Data excerpts
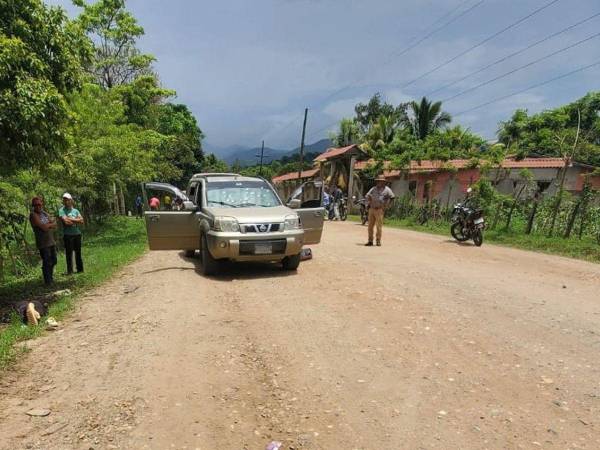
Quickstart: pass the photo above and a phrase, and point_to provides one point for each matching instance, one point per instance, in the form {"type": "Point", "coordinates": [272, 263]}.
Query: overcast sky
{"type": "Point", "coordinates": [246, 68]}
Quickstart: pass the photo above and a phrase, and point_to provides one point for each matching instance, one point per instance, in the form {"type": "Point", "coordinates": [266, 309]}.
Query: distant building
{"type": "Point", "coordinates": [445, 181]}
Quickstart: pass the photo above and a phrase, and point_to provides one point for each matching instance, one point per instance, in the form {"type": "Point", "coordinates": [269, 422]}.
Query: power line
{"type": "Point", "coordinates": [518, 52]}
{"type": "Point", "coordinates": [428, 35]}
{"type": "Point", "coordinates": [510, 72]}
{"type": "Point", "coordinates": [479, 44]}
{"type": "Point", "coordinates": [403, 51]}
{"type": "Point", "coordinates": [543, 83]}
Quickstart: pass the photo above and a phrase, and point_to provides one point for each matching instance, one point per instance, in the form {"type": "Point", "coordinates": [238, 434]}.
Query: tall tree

Aim
Working from the lines above, reproduce the material exactly and exclude its pictures.

Expected answer
Quickstart: pass the photo above and a phrase, and point_to provides one point for each matching instance, one point per instance, in the form {"type": "Point", "coordinates": [272, 263]}.
Query: overcast sky
{"type": "Point", "coordinates": [246, 68]}
Quickstart: pass the photo above and a phrase, and point_to provides one point for each matching instance, one point per instance, in the form {"type": "Point", "coordinates": [266, 309]}.
Query: distant building
{"type": "Point", "coordinates": [445, 181]}
Quickstart: pass the photo above and a phrase, and point_to provides one point for each matching instance, one point per instance, in the form {"type": "Point", "coordinates": [269, 422]}.
Query: power line
{"type": "Point", "coordinates": [518, 52]}
{"type": "Point", "coordinates": [428, 35]}
{"type": "Point", "coordinates": [510, 72]}
{"type": "Point", "coordinates": [479, 44]}
{"type": "Point", "coordinates": [403, 51]}
{"type": "Point", "coordinates": [543, 83]}
Quickstart: pass the photo above and a phrase, and point_to provides one point for each matching instance, one point per instance, in the form {"type": "Point", "coordinates": [238, 434]}.
Query: tall tree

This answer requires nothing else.